— Start Data supplied —
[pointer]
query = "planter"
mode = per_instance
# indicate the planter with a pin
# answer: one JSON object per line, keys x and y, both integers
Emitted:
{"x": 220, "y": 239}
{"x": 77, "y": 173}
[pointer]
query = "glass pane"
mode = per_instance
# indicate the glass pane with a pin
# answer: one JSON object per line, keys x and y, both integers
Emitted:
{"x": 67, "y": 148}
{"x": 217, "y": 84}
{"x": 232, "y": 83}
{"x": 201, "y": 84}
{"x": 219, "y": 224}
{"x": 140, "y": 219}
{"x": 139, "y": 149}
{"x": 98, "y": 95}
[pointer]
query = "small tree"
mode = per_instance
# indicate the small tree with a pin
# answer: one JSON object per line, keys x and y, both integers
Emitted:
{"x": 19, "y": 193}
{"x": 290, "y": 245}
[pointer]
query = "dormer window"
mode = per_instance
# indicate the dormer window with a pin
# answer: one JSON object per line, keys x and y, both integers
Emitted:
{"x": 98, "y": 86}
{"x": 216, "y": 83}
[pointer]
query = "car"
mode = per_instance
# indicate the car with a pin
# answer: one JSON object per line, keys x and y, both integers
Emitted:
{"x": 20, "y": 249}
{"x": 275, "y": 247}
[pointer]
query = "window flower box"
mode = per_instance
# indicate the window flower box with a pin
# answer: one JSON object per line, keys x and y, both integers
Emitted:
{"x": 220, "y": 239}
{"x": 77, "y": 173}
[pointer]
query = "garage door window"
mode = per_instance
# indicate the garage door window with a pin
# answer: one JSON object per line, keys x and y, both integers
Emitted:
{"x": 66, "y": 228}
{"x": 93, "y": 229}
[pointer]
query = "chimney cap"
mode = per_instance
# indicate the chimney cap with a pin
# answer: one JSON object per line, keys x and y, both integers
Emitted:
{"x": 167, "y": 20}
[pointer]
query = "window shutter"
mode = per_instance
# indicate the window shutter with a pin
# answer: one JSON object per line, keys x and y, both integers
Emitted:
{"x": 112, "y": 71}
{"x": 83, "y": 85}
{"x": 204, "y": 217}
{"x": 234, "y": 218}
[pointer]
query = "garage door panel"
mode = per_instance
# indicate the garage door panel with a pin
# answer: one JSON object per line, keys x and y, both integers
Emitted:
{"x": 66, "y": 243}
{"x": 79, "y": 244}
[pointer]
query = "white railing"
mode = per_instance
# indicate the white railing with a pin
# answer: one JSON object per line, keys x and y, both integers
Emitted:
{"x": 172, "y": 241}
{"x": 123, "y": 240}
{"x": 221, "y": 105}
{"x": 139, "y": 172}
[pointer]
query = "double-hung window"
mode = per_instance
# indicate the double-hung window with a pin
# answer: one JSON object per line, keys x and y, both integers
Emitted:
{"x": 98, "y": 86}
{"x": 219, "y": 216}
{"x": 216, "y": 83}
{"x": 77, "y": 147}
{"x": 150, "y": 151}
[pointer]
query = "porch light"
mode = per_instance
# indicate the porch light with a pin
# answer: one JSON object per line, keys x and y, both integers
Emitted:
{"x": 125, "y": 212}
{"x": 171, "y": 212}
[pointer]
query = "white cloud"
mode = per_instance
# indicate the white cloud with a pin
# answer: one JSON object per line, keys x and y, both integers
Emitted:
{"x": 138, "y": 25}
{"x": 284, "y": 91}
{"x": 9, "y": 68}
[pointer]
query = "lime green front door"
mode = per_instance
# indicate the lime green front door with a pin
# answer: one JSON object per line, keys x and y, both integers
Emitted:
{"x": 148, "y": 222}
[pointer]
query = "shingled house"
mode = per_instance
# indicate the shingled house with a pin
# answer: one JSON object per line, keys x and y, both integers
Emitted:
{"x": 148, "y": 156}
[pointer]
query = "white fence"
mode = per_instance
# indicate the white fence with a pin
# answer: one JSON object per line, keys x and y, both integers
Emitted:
— End Data supplied —
_Exercise description_. Write down every line of the data exactly as it appears above.

_Problem solution_.
[pointer]
query = "planter"
mode = per_instance
# indicate the planter with a pin
# answer: one JSON object per line, keys x and y, both integers
Emitted:
{"x": 220, "y": 239}
{"x": 77, "y": 173}
[pointer]
query = "glass pane"
mode = per_instance
# indicate the glass pane with a pin
# answer: one JSON object per line, keys x and y, both integers
Emitted:
{"x": 67, "y": 148}
{"x": 217, "y": 84}
{"x": 232, "y": 83}
{"x": 201, "y": 84}
{"x": 219, "y": 224}
{"x": 140, "y": 219}
{"x": 139, "y": 149}
{"x": 98, "y": 95}
[pointer]
query = "small tree"
mode = per_instance
# indicate the small tree with a pin
# answer: one JSON object per line, keys x and y, both integers
Emitted:
{"x": 19, "y": 193}
{"x": 290, "y": 245}
[pointer]
query = "dormer window"
mode = per_instance
# indicate the dormer window with a pin
# answer: one JSON object per line, keys x and y, both integers
Emitted:
{"x": 98, "y": 86}
{"x": 216, "y": 83}
[pointer]
query = "car"
mode = per_instance
# indicate the car with a pin
# answer: one JSON object per line, keys x and y, both integers
Emitted:
{"x": 20, "y": 249}
{"x": 275, "y": 247}
[pointer]
query = "window flower box"
mode = per_instance
# indicate the window flower box with a pin
# answer: one JSON object per line, keys x and y, both integers
Emitted:
{"x": 220, "y": 239}
{"x": 77, "y": 173}
[pointer]
query = "garage door window"
mode = per_instance
# indicate the garage door window with a pin
# answer: one JSON object per line, keys x and y, both integers
Emitted:
{"x": 66, "y": 228}
{"x": 93, "y": 229}
[pointer]
query = "chimney cap"
mode = per_instance
# indicate the chimney cap with a pin
# answer: one JSON object per line, keys x and y, both integers
Emitted:
{"x": 167, "y": 20}
[pointer]
query = "window shutter"
mode = per_instance
# indicate the window shutter with a pin
# answer: one JSON object per line, keys x and y, both integers
Emitted:
{"x": 112, "y": 71}
{"x": 83, "y": 85}
{"x": 204, "y": 217}
{"x": 234, "y": 218}
[pointer]
query = "garage door panel"
mode = per_instance
# indicate the garage door panel with a pin
# answer: one JSON object per line, keys x and y, both integers
Emitted:
{"x": 66, "y": 243}
{"x": 79, "y": 244}
[pointer]
query = "white railing"
mode = per_instance
# indicate the white railing with a pin
# answer: one JSON object per line, keys x and y, both integers
Emitted:
{"x": 172, "y": 241}
{"x": 123, "y": 240}
{"x": 221, "y": 105}
{"x": 139, "y": 172}
[pointer]
query = "double-hung window"
mode = per_instance
# indicate the double-hung window with a pin
# answer: one JSON object per line, keys x and y, both integers
Emitted:
{"x": 98, "y": 86}
{"x": 219, "y": 216}
{"x": 216, "y": 83}
{"x": 77, "y": 147}
{"x": 150, "y": 151}
[pointer]
query = "porch light"
mode = per_instance
# indicate the porch light with a pin
# answer: one JSON object per line, keys x and y, both integers
Emitted:
{"x": 125, "y": 212}
{"x": 171, "y": 212}
[pointer]
query = "white cloud"
mode = per_instance
# indicate the white cloud with a pin
# answer: one JSON object per line, keys x and y, both integers
Emitted:
{"x": 138, "y": 25}
{"x": 284, "y": 91}
{"x": 9, "y": 68}
[pointer]
query = "lime green front door"
mode = per_instance
# indicate the lime green front door with a pin
# answer: one JSON object per line, keys x and y, both integers
Emitted:
{"x": 148, "y": 222}
[pointer]
query = "shingled house"
mode = per_instance
# indicate the shingled house with a pin
# answer: one JSON object per line, keys x and y, both integers
Emitted:
{"x": 148, "y": 156}
[pointer]
query = "white fence"
mode = per_instance
# indicate the white fence with a pin
# answer: one JSON object per line, keys x and y, both integers
Emitted:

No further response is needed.